# Peeling kitchen doors



## KevM (16 Jul 2014)

A friend is going through some hard times and wants to improve her kitchen on a minimal (basically non-existent) budget. It's a ~20yr old Magnet kitchen that's in surprisingly good order, except the outer door 'skins' are peeling away in a couple of places revealing the MDF cores, the skins are cracked and shrunken so gluing them back in place isn't an option.

Is it possible to cleanly remove these skins (heat/solvent?) and paint the MDF to a reasonable standard?

Cheers,

Kev


----------



## Distinterior (16 Jul 2014)

Hi Kev,

It may well be possible to remove the vinyl/paper wrap on the doors, but it will depend on how well the rest of the covering has adhered to the MDF doors.

I would suggest you try a little application of heat on one of the worst affected doors, but make sure you do it in a well ventilated area (I would suggest outside....!!!!) as the fumes of the adhesive that is used can be a bit noxious.

If you have an electric paint stripper, that is probably your best bet. Take your time don't apply the heat in one area for too long, keep the hot air moving around over the area you are trying to remove. Just keep tension on the vinyl and it should peel off. If the doors are all peeling, it should be relatively simple to strip the covering of them all.

Hope this helps!

Tim.


----------



## NikNak (16 Jul 2014)

Hi Kev

I'm betting they're only peeling around the bottom edges, or an edge that's next to the cooker etc..?

--- --- ---

**Short task 1**
Extract the forum thread on peeling kitchen doors and reproduce it word for word in full.

**Extracted records**
--- --- ---

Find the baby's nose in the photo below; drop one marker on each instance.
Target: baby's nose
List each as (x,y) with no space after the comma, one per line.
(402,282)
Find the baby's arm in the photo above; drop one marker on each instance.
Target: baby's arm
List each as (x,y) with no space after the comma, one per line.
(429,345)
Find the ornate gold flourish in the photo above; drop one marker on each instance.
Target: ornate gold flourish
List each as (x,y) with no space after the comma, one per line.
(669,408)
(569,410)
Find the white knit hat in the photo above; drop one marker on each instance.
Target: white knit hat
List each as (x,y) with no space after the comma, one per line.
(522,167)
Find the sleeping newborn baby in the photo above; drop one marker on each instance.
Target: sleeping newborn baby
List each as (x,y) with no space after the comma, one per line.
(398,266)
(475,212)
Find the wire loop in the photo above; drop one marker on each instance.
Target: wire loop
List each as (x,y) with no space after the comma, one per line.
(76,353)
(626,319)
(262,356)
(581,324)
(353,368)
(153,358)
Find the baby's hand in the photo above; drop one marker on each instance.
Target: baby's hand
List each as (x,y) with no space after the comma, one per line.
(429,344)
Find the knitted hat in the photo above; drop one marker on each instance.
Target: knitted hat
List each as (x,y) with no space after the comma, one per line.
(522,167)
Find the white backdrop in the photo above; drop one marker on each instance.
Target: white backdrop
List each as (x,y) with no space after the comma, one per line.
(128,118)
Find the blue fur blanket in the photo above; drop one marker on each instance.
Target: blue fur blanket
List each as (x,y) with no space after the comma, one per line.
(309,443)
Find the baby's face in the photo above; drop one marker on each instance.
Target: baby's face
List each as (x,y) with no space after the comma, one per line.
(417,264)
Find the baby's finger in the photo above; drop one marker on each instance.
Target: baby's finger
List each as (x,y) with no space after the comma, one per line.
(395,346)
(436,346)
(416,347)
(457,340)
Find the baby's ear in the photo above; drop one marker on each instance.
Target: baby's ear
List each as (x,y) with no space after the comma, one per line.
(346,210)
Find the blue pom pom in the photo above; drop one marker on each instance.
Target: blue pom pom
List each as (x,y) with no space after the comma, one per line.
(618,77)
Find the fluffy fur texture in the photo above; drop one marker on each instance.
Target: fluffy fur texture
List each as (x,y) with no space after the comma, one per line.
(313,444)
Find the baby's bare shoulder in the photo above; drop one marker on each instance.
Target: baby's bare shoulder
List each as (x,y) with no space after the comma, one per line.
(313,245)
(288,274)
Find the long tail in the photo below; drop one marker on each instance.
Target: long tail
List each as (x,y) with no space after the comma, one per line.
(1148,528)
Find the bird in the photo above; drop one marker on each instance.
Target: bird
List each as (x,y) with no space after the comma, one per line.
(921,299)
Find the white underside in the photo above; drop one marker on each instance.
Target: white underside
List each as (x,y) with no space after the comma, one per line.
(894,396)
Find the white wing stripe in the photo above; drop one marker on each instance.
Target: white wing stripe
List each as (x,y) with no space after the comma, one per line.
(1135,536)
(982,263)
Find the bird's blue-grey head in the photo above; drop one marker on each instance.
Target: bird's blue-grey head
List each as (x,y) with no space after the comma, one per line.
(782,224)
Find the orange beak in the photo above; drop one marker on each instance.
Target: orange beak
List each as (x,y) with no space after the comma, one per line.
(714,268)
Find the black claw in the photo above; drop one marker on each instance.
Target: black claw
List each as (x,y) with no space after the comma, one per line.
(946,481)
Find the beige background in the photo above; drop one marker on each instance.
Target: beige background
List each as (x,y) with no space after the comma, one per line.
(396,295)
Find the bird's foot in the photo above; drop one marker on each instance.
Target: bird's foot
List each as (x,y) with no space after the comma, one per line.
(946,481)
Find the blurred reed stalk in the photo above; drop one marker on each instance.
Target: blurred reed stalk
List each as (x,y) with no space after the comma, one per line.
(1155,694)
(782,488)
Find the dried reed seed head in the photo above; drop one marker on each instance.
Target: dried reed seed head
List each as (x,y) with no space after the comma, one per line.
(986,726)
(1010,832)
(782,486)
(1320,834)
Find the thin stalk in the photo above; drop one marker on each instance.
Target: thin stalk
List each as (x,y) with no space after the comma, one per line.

--- --- ---

**Short task 2**
Edit the records starting at the line that has "Find the bird's foot" and stopping after the last line of the records. Output only those lines, with every "stalk" changed to "stem" and nothing else altered.

**Task result 1**
# Peeling kitchen doors



## KevM (16 Jul 2014)

A friend is going through some hard times and wants to improve her kitchen on a minimal (basically non-existent) budget. It's a ~20yr old Magnet kitchen that's in surprisingly good order, except the outer door 'skins' are peeling away in a couple of places revealing the MDF cores, the skins are cracked and shrunken so gluing them back in place isn't an option.

Is it possible to cleanly remove these skins (heat/solvent?) and paint the MDF to a reasonable standard?

Cheers,

Kev


----------



## Distinterior (16 Jul 2014)

Hi Kev,

It may well be possible to remove the vinyl/paper wrap on the doors, but it will depend on how well the rest of the covering has adhered to the MDF doors.

I would suggest you try a little application of heat on one of the worst affected doors, but make sure you do it in a well ventilated area (I would suggest outside....!!!!) as the fumes of the adhesive that is used can be a bit noxious.

If you have an electric paint stripper, that is probably your best bet. Take your time don't apply the heat in one area for too long, keep the hot air moving around over the area you are trying to remove. Just keep tension on the vinyl and it should peel off. If the doors are all peeling, it should be relatively simple to strip the covering of them all.

Hope this helps!

Tim.


----------



## NikNak (16 Jul 2014)

Hi Kev

I'm betting they're only peeling around the bottom edges, or an edge that's next to the cooker etc..?

**Task result 2**
Find the bird's foot in the photo above; drop one marker on each instance.
Target: bird's foot
List each as (x,y) with no space after the comma, one per line.
(946,481)
Find the blurred reed stem in the photo above; drop one marker on each instance.
Target: blurred reed stem
List each as (x,y) with no space after the comma, one per line.
(1155,694)
(782,488)
Find the dried reed seed head in the photo above; drop one marker on each instance.
Target: dried reed seed head
List each as (x,y) with no space after the comma, one per line.
(986,726)
(1010,832)
(782,486)
(1320,834)
Find the thin stem in the photo above; drop one marker on each instance.
Target: thin stem
List each as (x,y) with no space after the comma, one per line.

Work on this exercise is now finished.